Segment Start: RECORDS FOR PROCESSING
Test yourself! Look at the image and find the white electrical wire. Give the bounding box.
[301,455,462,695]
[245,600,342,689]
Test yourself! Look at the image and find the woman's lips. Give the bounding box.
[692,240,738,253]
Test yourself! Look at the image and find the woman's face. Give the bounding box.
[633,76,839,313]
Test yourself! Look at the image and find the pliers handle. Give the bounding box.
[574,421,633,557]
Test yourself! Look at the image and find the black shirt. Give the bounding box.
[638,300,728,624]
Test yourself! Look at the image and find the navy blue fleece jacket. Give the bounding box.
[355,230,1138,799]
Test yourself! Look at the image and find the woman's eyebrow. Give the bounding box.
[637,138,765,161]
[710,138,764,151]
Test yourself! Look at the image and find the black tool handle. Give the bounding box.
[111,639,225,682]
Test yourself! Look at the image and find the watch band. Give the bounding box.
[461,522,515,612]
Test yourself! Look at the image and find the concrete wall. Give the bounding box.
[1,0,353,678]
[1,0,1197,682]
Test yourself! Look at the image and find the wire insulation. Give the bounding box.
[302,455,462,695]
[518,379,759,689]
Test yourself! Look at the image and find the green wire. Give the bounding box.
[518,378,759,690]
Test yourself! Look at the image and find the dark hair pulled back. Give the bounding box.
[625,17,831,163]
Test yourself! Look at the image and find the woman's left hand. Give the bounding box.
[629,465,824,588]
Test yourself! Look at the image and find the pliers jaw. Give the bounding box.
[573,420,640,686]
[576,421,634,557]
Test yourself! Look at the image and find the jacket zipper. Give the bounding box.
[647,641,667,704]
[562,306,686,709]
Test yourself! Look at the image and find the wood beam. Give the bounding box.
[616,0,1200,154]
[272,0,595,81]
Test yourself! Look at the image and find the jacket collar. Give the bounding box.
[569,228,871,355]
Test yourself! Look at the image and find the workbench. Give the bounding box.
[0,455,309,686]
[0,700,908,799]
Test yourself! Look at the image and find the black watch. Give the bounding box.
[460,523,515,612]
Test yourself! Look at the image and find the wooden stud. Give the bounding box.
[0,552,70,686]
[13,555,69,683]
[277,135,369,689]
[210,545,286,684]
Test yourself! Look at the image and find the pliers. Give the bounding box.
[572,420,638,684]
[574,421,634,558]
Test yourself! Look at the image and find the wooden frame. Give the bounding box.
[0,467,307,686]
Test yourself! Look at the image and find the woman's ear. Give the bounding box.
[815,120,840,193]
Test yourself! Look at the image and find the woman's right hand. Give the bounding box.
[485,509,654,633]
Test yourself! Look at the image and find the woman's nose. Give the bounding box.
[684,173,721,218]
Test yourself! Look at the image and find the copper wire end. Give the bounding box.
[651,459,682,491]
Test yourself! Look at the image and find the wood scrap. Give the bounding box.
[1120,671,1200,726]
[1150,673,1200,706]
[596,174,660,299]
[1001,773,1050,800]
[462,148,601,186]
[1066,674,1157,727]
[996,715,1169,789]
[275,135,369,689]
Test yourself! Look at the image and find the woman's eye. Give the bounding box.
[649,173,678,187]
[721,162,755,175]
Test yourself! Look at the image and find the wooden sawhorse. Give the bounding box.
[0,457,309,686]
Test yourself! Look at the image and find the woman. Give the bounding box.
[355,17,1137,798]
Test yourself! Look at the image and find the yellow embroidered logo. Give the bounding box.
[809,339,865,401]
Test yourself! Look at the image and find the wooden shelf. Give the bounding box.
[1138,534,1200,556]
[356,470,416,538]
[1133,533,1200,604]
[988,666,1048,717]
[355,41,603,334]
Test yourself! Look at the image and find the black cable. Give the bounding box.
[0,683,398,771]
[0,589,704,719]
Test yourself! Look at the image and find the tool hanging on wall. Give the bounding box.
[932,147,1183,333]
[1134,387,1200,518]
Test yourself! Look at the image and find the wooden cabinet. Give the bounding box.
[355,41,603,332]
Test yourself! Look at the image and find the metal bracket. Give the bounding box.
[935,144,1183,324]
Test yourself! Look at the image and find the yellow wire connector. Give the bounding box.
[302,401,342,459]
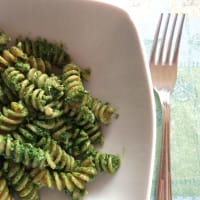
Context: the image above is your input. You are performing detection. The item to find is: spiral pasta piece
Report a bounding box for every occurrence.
[0,31,11,54]
[30,158,97,200]
[0,31,11,45]
[17,123,50,142]
[0,84,9,104]
[0,170,14,200]
[2,161,40,200]
[17,38,71,67]
[13,55,52,77]
[0,46,27,68]
[2,66,53,114]
[45,105,100,145]
[65,129,91,157]
[86,146,120,174]
[51,123,73,145]
[0,82,17,105]
[12,131,26,143]
[62,63,88,106]
[27,68,64,98]
[33,117,67,130]
[8,60,63,100]
[37,103,95,131]
[37,99,66,119]
[28,56,52,74]
[65,105,95,126]
[80,121,103,144]
[65,131,119,173]
[32,117,73,145]
[62,104,103,144]
[96,153,120,173]
[88,98,118,125]
[0,101,28,133]
[0,134,56,169]
[36,136,76,171]
[14,61,31,73]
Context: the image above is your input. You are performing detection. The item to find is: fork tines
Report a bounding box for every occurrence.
[150,13,185,66]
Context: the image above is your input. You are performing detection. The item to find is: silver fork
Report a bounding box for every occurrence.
[150,13,185,200]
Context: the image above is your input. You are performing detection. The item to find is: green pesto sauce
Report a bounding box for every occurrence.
[7,79,21,92]
[112,155,120,169]
[15,62,30,73]
[33,126,49,137]
[21,143,45,161]
[80,106,95,124]
[46,84,63,98]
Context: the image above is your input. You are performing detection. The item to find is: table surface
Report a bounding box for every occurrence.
[102,0,200,199]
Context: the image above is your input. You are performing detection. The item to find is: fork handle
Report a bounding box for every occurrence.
[156,92,172,200]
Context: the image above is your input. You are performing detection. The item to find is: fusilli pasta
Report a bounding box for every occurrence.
[0,46,27,68]
[16,38,71,67]
[0,134,56,169]
[27,68,64,98]
[0,30,120,200]
[62,63,88,107]
[0,170,14,200]
[0,31,11,53]
[28,56,52,74]
[2,66,53,114]
[30,158,97,200]
[2,161,40,200]
[0,101,28,133]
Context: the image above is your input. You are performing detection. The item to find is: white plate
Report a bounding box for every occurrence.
[0,0,156,200]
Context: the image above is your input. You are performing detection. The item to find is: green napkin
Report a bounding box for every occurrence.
[151,67,200,198]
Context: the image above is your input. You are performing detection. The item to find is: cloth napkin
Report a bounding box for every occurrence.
[151,67,200,200]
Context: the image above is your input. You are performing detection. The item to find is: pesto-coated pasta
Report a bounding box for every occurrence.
[28,56,52,74]
[31,117,72,146]
[0,82,17,105]
[88,97,118,125]
[86,146,120,173]
[0,170,14,200]
[65,129,91,157]
[17,123,49,142]
[33,117,67,130]
[64,131,120,173]
[0,101,28,133]
[12,131,26,143]
[79,121,103,145]
[93,152,120,173]
[65,105,95,126]
[62,63,88,106]
[51,122,73,145]
[0,31,120,200]
[27,68,64,98]
[0,46,27,68]
[2,161,40,200]
[30,158,97,200]
[16,38,71,67]
[2,66,53,114]
[0,31,11,53]
[38,100,66,119]
[36,136,77,171]
[0,134,56,169]
[3,61,63,98]
[14,123,77,171]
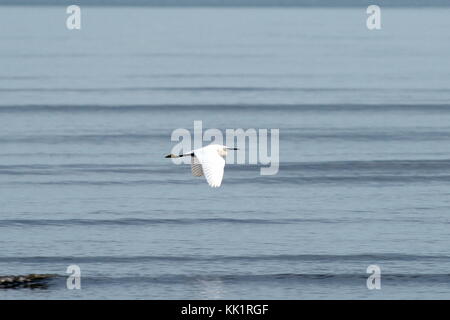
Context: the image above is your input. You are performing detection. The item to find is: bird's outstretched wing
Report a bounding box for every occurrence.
[194,149,225,187]
[191,156,204,177]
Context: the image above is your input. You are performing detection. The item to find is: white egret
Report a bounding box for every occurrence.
[165,144,238,187]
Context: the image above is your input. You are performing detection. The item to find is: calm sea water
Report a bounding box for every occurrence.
[1,7,450,299]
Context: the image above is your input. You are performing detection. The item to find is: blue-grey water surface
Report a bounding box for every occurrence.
[0,7,450,299]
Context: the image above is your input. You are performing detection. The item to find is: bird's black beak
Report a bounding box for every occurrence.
[227,147,239,150]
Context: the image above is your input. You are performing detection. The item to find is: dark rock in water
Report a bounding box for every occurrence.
[0,274,57,289]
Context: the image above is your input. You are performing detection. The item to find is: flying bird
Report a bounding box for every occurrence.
[165,144,238,187]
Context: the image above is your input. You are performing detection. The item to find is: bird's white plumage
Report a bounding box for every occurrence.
[193,145,226,188]
[166,143,231,187]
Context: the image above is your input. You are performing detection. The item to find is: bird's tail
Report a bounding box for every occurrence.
[165,154,180,158]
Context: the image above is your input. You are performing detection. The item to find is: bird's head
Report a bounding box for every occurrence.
[217,145,238,157]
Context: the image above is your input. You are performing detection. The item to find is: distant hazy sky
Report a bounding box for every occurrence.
[1,0,449,7]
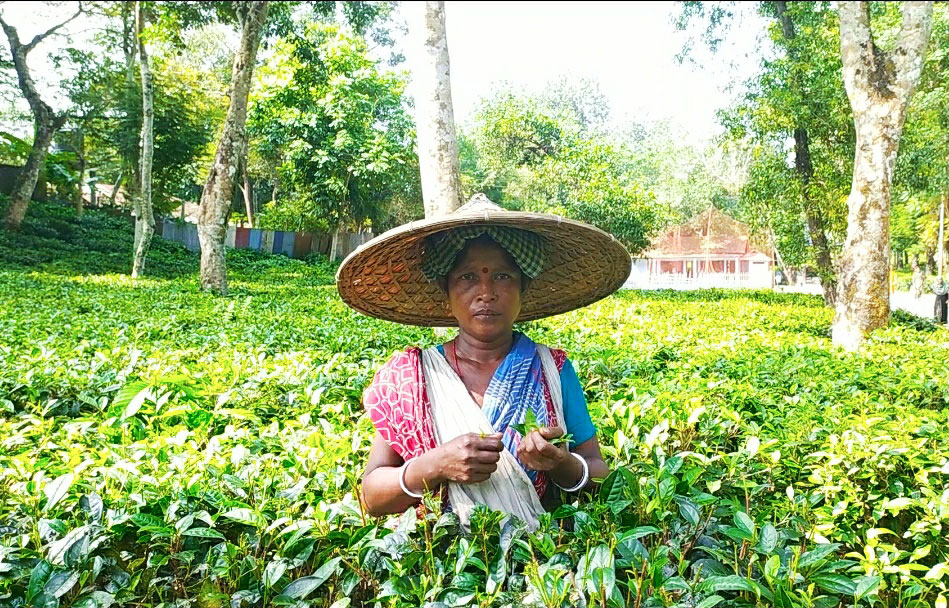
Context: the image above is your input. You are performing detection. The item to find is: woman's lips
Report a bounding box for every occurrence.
[473,309,500,318]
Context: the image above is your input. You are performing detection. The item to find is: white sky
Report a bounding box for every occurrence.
[1,1,771,146]
[434,1,771,144]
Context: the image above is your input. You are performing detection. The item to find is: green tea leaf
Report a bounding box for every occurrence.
[662,455,683,475]
[677,496,701,526]
[219,508,266,528]
[47,526,90,567]
[73,591,116,608]
[181,527,226,540]
[120,385,150,421]
[798,544,840,570]
[854,576,881,601]
[512,409,538,437]
[696,595,724,608]
[486,550,506,594]
[43,474,74,513]
[279,557,341,599]
[619,526,661,541]
[28,561,53,602]
[663,576,690,591]
[812,574,857,595]
[700,575,761,597]
[733,511,755,539]
[759,523,778,553]
[924,563,949,581]
[264,559,288,589]
[549,432,573,446]
[32,594,58,608]
[882,497,912,512]
[112,381,148,412]
[79,494,103,523]
[599,470,626,506]
[44,570,79,598]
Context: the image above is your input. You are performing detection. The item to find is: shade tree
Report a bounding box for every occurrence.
[0,1,84,230]
[831,1,933,350]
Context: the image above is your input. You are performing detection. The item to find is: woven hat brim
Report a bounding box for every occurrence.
[335,210,632,327]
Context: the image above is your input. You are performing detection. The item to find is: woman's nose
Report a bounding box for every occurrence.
[476,276,497,301]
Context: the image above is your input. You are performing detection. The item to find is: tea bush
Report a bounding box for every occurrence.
[1,202,948,608]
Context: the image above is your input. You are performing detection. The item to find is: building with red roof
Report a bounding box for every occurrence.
[626,206,774,289]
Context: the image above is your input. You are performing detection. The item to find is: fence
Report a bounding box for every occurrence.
[158,219,374,261]
[625,272,773,290]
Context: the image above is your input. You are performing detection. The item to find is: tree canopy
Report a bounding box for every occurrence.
[248,22,419,233]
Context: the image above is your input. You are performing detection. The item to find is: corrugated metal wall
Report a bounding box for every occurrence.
[159,220,374,260]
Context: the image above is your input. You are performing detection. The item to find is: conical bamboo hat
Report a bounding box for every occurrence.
[335,194,631,326]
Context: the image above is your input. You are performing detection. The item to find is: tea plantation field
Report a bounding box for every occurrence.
[1,202,948,608]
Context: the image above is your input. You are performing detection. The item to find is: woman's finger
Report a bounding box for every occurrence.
[527,430,547,451]
[523,455,557,472]
[539,426,565,440]
[470,435,503,452]
[537,441,562,460]
[471,462,498,474]
[474,449,502,463]
[527,431,561,459]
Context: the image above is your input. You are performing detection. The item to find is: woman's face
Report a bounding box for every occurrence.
[446,239,524,342]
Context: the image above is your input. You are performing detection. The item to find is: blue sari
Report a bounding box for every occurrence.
[479,332,552,484]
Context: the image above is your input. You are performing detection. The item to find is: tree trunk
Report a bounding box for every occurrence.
[125,169,140,211]
[108,172,123,207]
[768,228,793,286]
[198,1,269,294]
[832,1,933,351]
[0,12,78,230]
[794,127,837,306]
[911,255,924,298]
[132,1,155,279]
[410,1,462,218]
[241,146,254,228]
[74,128,85,216]
[3,117,59,229]
[775,2,837,306]
[120,1,140,213]
[939,194,947,282]
[330,227,340,261]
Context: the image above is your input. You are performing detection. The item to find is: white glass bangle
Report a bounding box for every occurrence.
[555,452,589,493]
[399,457,424,499]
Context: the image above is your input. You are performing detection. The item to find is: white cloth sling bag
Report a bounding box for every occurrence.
[420,344,565,530]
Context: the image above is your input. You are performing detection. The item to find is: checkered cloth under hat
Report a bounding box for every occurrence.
[421,226,546,281]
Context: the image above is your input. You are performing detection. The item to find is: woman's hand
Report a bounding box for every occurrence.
[516,426,569,472]
[363,431,504,516]
[426,432,504,485]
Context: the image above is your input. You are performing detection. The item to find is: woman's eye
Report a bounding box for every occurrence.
[460,272,476,280]
[496,273,512,280]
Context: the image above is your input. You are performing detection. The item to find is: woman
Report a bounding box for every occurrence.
[335,194,631,528]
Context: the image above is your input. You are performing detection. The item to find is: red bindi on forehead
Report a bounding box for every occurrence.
[481,267,489,274]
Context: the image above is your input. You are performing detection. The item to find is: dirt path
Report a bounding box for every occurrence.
[891,291,938,319]
[775,284,940,320]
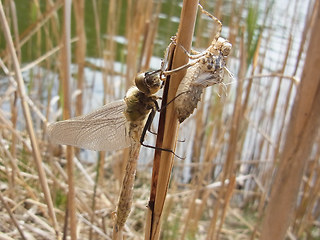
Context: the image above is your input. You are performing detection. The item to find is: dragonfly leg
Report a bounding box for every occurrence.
[148,128,158,136]
[140,108,185,160]
[158,90,190,113]
[141,141,184,160]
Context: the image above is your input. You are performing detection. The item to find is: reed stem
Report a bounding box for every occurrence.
[0,1,60,238]
[61,1,76,239]
[145,1,199,239]
[260,3,320,239]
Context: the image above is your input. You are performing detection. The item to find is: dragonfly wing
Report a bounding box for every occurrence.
[47,100,131,151]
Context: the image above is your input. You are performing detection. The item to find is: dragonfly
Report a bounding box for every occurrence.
[48,70,165,152]
[47,69,176,233]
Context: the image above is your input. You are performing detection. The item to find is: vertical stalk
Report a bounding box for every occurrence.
[9,0,19,193]
[61,1,76,239]
[260,2,320,240]
[145,1,199,239]
[139,0,161,71]
[92,0,102,58]
[125,0,152,89]
[0,1,60,238]
[73,0,86,117]
[207,26,246,240]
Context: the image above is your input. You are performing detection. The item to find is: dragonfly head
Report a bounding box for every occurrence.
[135,70,161,95]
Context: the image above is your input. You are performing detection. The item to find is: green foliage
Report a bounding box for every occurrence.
[54,188,67,209]
[161,210,182,240]
[246,2,261,67]
[30,2,38,22]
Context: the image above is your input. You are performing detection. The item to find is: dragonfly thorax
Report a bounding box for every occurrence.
[124,86,158,123]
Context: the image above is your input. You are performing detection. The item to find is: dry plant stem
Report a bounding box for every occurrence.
[113,141,141,240]
[61,1,77,239]
[128,0,155,81]
[292,0,315,76]
[91,3,120,237]
[92,0,102,58]
[73,0,86,117]
[241,34,262,114]
[125,0,145,88]
[95,6,119,233]
[0,2,60,238]
[145,1,199,239]
[294,159,320,237]
[74,0,89,234]
[260,3,320,240]
[9,0,20,61]
[216,176,236,239]
[10,92,18,190]
[18,0,64,49]
[140,1,161,70]
[144,42,176,240]
[207,27,246,240]
[103,0,118,100]
[0,191,27,240]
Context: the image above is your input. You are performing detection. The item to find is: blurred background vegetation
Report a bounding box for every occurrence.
[0,0,319,239]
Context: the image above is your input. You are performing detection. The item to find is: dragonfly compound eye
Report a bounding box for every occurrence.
[135,71,161,95]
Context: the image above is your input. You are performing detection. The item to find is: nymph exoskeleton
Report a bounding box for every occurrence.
[164,4,232,123]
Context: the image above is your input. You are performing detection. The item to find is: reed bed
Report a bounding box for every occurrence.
[0,0,319,239]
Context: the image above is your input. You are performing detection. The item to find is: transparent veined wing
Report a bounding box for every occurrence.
[47,100,131,151]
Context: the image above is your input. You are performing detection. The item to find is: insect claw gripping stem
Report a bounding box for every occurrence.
[141,142,185,160]
[139,106,185,160]
[158,91,190,113]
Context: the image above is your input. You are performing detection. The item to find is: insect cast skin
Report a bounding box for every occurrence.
[174,37,232,123]
[161,4,232,123]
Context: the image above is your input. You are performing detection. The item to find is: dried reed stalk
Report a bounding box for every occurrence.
[260,2,320,239]
[145,1,199,239]
[61,1,76,239]
[206,26,246,240]
[92,0,102,59]
[0,1,60,238]
[73,0,86,117]
[9,0,20,61]
[18,0,64,49]
[92,7,120,236]
[125,0,153,88]
[0,190,27,240]
[103,0,119,100]
[139,1,161,71]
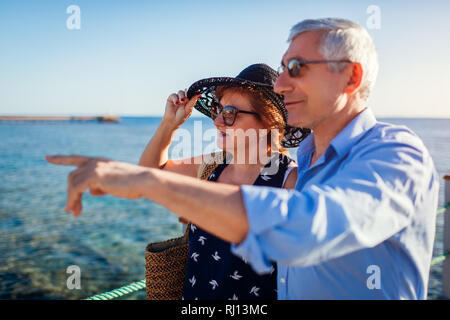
Segment End: RECORDS FOR PROCESSING
§ **THE PROBLEM**
Reply with only the number of lines in the entries that contain the word "dragonfly".

§ **RESPONSE**
6